▸ **Material to process**:
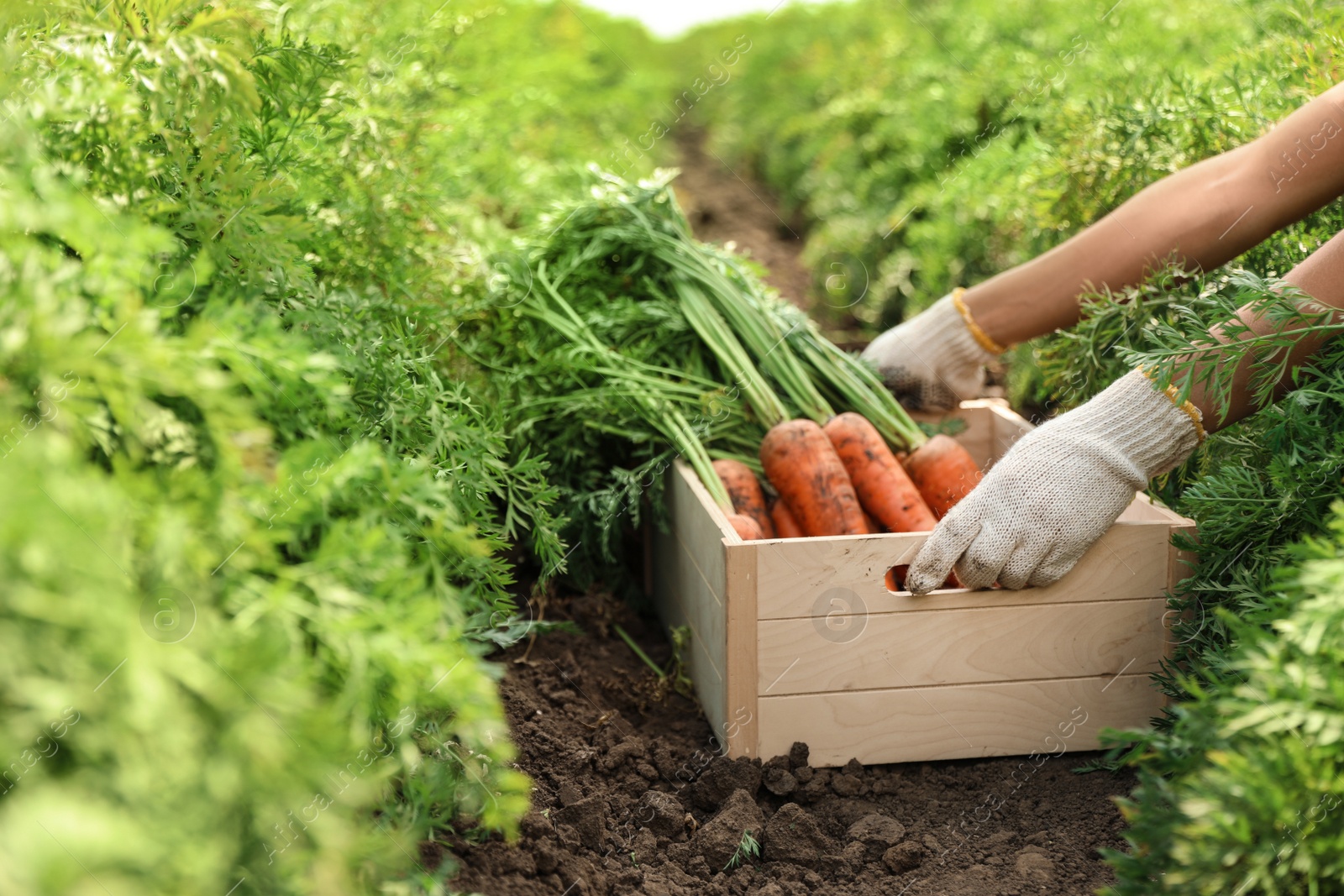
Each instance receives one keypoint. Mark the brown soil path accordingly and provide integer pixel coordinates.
(725, 204)
(632, 795)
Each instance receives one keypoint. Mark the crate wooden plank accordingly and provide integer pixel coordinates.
(739, 727)
(691, 586)
(795, 574)
(1007, 429)
(963, 647)
(954, 721)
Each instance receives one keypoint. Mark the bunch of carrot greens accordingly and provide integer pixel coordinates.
(675, 348)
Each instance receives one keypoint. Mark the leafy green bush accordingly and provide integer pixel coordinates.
(933, 147)
(1256, 809)
(253, 510)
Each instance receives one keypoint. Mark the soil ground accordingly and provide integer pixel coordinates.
(632, 794)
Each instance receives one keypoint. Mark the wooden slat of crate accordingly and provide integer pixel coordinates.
(963, 647)
(954, 721)
(699, 563)
(795, 573)
(691, 584)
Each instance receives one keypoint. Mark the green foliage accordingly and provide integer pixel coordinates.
(255, 506)
(748, 848)
(936, 145)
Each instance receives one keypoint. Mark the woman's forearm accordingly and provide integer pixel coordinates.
(1320, 277)
(1203, 215)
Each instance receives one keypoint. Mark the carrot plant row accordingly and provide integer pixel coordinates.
(676, 347)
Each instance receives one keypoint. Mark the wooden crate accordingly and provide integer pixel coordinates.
(800, 638)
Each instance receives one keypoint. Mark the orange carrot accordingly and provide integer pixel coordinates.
(884, 486)
(806, 470)
(745, 490)
(745, 527)
(944, 472)
(785, 527)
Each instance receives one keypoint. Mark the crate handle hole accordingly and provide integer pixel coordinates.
(895, 582)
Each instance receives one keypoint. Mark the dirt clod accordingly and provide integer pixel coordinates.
(877, 831)
(662, 815)
(793, 836)
(718, 840)
(904, 857)
(722, 778)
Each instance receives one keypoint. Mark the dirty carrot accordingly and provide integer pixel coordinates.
(745, 492)
(882, 484)
(806, 472)
(745, 527)
(944, 472)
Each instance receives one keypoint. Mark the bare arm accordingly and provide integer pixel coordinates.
(1321, 277)
(1206, 214)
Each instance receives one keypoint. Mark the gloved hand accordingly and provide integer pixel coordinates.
(932, 362)
(1058, 490)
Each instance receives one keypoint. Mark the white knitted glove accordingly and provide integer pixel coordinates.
(1058, 490)
(932, 360)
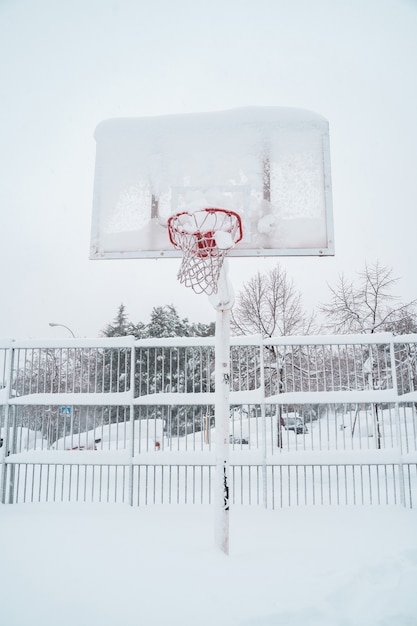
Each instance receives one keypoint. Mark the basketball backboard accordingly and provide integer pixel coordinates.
(269, 164)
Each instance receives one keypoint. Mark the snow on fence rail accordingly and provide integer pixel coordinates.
(313, 420)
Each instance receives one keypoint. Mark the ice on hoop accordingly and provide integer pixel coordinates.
(269, 164)
(224, 240)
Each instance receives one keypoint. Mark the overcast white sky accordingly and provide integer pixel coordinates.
(65, 66)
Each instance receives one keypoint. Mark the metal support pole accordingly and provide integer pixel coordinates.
(223, 302)
(222, 410)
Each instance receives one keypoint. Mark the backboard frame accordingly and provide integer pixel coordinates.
(119, 140)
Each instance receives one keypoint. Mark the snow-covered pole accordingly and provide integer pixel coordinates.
(222, 301)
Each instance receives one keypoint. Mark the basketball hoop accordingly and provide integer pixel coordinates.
(205, 237)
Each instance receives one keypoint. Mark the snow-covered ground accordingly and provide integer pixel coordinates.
(105, 565)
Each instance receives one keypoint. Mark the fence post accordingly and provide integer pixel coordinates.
(6, 438)
(263, 418)
(132, 421)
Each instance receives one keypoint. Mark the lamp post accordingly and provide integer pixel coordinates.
(62, 326)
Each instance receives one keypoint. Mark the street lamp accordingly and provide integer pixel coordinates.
(62, 326)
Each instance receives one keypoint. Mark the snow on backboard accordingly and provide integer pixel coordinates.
(269, 164)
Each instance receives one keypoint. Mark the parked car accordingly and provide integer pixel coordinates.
(239, 440)
(296, 424)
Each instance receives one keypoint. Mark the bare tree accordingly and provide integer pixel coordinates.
(270, 305)
(367, 305)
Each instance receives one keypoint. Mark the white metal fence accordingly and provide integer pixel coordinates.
(313, 420)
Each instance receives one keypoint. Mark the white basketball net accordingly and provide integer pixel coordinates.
(205, 237)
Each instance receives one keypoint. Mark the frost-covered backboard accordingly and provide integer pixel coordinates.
(269, 164)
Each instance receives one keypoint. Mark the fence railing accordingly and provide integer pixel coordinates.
(313, 420)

▸ **Exercise task**: Quote exactly and only the lines from the one holding "Each instance receives one keypoint. Mark the street" through the end of the data.

▸ **Problem solution**:
Each instance receives one keypoint. Mark the street lamp accordingly and provide integer pixel coordinates.
(62, 326)
Each instance receives one keypoint. Mark the snow on backboard accordingly and provide integer pixel coordinates.
(269, 164)
Each instance receives one keypoint. Mark the parked car accordingly and provide integer pixel coordinates.
(239, 440)
(296, 424)
Each instance receives one keypoint. Mark the bare tree accordingly and provide integer pixel coordinates.
(270, 305)
(367, 305)
Each instance receives one keypoint. Mark the white metal fence accordingly and provide integer pixel coordinates.
(313, 420)
Each instance receives one keypoint. Mark the white basketball net accordingly and provide integer pixel coordinates.
(205, 237)
Each instance receives one keypoint. Mark the frost-covered backboard accordingly and provide integer pixel coordinates.
(269, 164)
Each instance receives one keypoint. Mark the fence railing accordingly and provide integer pixel coordinates.
(313, 420)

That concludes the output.